**Extrait à lire**
▶
J'aurais beaucoup de choses à vous dire en ce moment car ce que je vis au jour le jour est très riche. C'est une des raisons lesquelles d'ailleurs je voulais abandonner ce blog, mais ne le puis. Il y a tous ces paradoxes des identités postcoloniales que j'affronte dans la ville ou je travaille.

Il y a tous ces gens d'origine maghrébine qui me parlent de leurs aïeux morts pour la France et rappellent qu'à cause de cela ils sont "plus français que Sarkozy". Il y a ce responsable d'une association de "hip hop" (ça existe encore) dont je ne connais pas l'origine culturelle (probablement l'Afrique subsaharienne) mais qui rêve de mener une action de coopération avec le Maroc. Quand je lui dis "Nous on voudrait organiser quelque chose sur l'Algérie". Il me répond : "ah oui, l'Algérie, oui pourquoi pas ? j'avoue que nous on a pensé au Maroc principalement à cause des publicités pour le tourisme". N'y a t il pas là une perversion de l'élan de solidarité par le capitalisme ?

Personnellement je n'apprécie guère la coopération nord-sud telle qu'elle existe (car c'est de la charité, et de la charité intéressée). C'est pourquoi je vais peut-être faire prochainement la recension du livre "En finir avec la dépendance à l’aide" de Yash Tandon (http://www.cetim.ch/fr/publications_details.php?pid=172). Mais je dois reconnaître qu'elle est actuellement un moyen essentiel d'initier les jeunes à l'internationalisme et de défragmenter leur imaginaire. Dans l'action concrète on ne peut faire l'économie d'un investissement dans cette dimension. C'est d'ailleurs ce que font aussi les Cubains, qui eux ont inventé semble-t-il une coopération vraiment altruiste, non condescendante, puisqu'ils lui consacrent une part très substantielle de leurs faibles ressources économiques. L'ambassadeur cubain Orlando Requeijo que j'ai rencontré il y a peu décrivait avec lyrisme ces centaines de pauvres descendus des montagnes en Haïti pour se faire soigner à l'hôpital cubain bien que les médias de droite sur les radios privés accusassent les chirurgiens cubains d'être des bouchers et de "casser le marché de la santé".
◀
**Entrées répertoriées**
▶
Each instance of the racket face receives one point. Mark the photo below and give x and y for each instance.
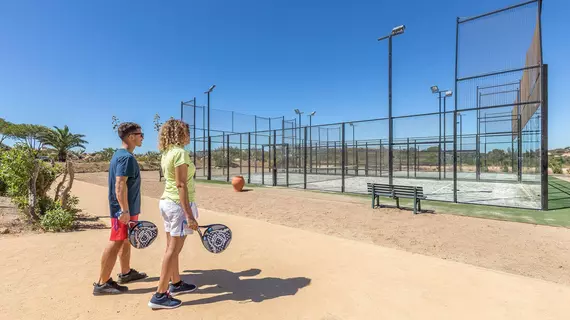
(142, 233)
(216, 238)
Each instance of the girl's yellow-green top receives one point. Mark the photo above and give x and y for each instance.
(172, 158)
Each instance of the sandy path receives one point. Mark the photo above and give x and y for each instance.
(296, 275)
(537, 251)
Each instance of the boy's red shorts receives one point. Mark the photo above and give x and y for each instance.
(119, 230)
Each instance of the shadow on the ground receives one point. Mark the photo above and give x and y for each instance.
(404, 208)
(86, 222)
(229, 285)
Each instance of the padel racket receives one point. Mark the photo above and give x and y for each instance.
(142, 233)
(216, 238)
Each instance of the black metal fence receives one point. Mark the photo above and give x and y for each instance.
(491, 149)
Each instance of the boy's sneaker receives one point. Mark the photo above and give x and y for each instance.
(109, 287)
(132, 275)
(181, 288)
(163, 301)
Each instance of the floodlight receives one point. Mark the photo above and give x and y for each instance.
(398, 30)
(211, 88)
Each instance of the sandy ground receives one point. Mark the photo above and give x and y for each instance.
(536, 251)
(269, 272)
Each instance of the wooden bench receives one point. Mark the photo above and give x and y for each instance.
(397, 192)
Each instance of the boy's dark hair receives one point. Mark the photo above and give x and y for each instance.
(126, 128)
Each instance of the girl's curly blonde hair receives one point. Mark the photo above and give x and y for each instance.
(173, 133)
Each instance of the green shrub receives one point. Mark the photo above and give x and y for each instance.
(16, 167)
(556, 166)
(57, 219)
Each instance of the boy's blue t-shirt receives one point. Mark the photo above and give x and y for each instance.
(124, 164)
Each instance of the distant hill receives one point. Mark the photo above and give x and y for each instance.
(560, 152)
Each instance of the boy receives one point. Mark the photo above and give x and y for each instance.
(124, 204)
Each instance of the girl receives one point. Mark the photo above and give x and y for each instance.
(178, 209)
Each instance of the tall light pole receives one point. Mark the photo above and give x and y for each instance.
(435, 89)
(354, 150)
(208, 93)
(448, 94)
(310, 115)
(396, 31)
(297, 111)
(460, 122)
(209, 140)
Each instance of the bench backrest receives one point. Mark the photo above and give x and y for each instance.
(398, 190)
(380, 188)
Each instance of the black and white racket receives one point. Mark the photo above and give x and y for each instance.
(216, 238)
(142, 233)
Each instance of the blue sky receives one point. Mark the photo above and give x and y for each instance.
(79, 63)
◀
**Consigne**
Présentez sous forme de liste le paragraphe de l'extrait ci-dessus qui commence par « Personnellement je n'apprécie guère », en gardant ses faits principaux.

**Réponse**
- La coopération nord-sud telle qu'elle existe est peu appréciée, car elle est vue comme une charité intéressée.
- Une recension du livre « En finir avec la dépendance à l'aide » de Yash Tandon est peut-être prévue prochainement.
- Cette coopération reste pourtant un moyen essentiel d'initier les jeunes à l'internationalisme et de défragmenter leur imaginaire. Dans l'action concrète, on ne peut pas se passer de cette dimension.
- Les Cubains semblent avoir inventé une coopération vraiment altruiste et non condescendante. Ils y consacrent une part très substantielle de leurs faibles ressources économiques.
- L'ambassadeur cubain Orlando Requeijo a décrit des centaines de pauvres descendus des montagnes en Haïti pour se faire soigner à l'hôpital cubain. Des médias de droite accusaient pourtant les chirurgiens cubains d'être des bouchers et de « casser le marché de la santé ».